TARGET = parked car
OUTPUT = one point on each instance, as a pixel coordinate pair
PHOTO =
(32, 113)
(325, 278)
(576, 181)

◇ ◇ ◇ ◇ ◇ ◇ ◇

Return exactly the lines of the data, and only those, from the line with "OUTPUT = one" through the last line, inclusive.

OUTPUT = one point on each instance, as a pixel coordinate pair
PHOTO =
(32, 113)
(325, 278)
(576, 181)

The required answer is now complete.